• Task description
Rewrite only the lines starting at the beginning of the records and ending at the line that contains "152), (60, 157)]]", changing "mountain ridge" to "hill crest" and leaving everything else unchanged.

Lines of data:
***

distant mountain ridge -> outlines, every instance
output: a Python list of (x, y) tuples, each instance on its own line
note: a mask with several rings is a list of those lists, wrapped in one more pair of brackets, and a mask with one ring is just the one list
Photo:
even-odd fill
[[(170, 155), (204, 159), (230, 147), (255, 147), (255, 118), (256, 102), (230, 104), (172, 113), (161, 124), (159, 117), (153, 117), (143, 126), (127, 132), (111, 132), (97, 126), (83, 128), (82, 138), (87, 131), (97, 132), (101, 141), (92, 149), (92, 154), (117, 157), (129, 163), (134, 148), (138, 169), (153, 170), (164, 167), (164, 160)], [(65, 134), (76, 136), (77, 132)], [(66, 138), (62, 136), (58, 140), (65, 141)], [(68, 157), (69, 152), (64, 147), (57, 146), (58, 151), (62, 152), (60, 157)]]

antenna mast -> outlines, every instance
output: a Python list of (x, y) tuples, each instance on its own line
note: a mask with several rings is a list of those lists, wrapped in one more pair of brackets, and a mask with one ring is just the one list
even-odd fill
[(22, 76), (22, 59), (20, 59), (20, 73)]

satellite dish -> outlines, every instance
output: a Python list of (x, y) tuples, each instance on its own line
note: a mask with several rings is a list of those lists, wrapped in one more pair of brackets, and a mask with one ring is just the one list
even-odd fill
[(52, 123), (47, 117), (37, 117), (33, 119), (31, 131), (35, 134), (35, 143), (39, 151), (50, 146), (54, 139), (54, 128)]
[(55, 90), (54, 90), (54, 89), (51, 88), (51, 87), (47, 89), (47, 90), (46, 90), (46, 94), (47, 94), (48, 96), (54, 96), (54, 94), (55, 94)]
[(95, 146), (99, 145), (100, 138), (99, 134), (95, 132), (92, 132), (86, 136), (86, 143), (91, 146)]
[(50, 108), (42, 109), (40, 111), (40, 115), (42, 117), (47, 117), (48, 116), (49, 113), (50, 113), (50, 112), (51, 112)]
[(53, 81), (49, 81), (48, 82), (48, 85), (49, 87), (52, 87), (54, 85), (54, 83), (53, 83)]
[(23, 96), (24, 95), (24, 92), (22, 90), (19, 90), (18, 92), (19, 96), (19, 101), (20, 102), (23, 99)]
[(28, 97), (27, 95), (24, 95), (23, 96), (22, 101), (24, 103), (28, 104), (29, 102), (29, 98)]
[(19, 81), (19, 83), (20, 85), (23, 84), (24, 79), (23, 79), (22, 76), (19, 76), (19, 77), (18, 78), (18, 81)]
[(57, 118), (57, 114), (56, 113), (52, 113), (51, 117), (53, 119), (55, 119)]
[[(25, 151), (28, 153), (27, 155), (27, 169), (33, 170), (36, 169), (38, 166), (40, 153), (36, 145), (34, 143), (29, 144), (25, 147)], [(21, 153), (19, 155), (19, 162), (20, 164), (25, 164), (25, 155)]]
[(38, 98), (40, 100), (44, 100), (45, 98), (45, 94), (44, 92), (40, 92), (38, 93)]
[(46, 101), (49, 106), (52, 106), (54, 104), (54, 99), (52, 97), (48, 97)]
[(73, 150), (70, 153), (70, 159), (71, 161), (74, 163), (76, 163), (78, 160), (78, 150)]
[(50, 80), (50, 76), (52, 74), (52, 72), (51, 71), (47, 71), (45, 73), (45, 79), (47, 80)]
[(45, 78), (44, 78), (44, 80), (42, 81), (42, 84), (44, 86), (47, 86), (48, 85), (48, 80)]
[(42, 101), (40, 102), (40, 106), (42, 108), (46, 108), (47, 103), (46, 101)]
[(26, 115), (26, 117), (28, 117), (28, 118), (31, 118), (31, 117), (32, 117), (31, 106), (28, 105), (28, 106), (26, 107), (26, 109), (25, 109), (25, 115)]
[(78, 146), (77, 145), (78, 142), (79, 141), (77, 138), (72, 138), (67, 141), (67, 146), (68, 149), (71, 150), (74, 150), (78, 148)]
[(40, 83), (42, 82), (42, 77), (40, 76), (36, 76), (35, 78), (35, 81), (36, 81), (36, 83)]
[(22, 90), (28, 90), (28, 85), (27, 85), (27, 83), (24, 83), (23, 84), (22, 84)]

***

• Answer to the exercise
distant hill crest -> outlines, every instance
output: a Python list of (x, y) tuples, each instance on its own line
note: a mask with several rings is a list of those lists, wrapped in one more pair of brackets, and a mask with one ring is just the one list
Photo:
even-odd fill
[[(170, 155), (204, 159), (230, 147), (255, 147), (255, 118), (256, 102), (230, 104), (172, 113), (161, 124), (159, 117), (153, 117), (143, 126), (127, 132), (111, 132), (97, 126), (83, 128), (82, 138), (87, 131), (97, 132), (101, 141), (92, 149), (92, 154), (117, 157), (129, 163), (134, 148), (138, 169), (153, 170), (164, 167), (164, 160)], [(65, 134), (76, 136), (77, 132)], [(66, 138), (62, 136), (58, 140), (65, 141)], [(68, 157), (69, 152), (64, 147), (57, 146), (58, 151), (62, 152), (60, 157)]]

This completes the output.